From the line containing "the white porch" to the last line below, retype everything word for word.
########
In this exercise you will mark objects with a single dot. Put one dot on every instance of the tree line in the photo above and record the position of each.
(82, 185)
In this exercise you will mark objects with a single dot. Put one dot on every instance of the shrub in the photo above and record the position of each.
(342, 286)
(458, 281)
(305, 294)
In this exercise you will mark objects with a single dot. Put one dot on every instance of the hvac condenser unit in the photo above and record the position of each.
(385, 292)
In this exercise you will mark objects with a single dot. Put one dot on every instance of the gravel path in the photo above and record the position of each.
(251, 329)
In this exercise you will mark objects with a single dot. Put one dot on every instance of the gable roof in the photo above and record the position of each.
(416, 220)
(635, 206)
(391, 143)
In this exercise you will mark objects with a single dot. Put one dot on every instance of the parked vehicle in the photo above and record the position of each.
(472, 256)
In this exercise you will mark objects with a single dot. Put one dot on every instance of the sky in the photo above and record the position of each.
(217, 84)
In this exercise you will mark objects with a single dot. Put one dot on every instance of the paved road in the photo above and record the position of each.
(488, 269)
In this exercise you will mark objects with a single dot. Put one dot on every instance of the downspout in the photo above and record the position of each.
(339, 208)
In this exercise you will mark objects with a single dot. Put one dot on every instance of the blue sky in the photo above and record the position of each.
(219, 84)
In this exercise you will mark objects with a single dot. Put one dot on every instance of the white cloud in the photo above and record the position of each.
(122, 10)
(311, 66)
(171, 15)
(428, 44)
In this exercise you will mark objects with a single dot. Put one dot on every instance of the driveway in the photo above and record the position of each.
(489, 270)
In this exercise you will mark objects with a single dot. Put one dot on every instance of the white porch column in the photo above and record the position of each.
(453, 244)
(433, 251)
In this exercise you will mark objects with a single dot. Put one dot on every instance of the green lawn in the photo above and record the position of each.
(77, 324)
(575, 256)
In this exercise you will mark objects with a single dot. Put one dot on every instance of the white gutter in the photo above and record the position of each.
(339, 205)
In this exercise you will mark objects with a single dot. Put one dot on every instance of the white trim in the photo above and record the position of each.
########
- [Result below]:
In this exercise you will mark objects with a single dot. Put one dot on every instance of the white porch column in the photo above and record the position of each.
(453, 244)
(433, 251)
In this exercise you will mark objects with a single dot. Put one dot on every instance of the green lawn in the photo above and record the position of each.
(77, 324)
(575, 256)
In this exercise you will mark objects with a single dot. Put one dot on every instance of the white gutter in the photo above and record the position of each.
(339, 205)
In this exercise you will mark objects with a single dot. Put one dot on every instance of the white trim in the photo above and record the position of each.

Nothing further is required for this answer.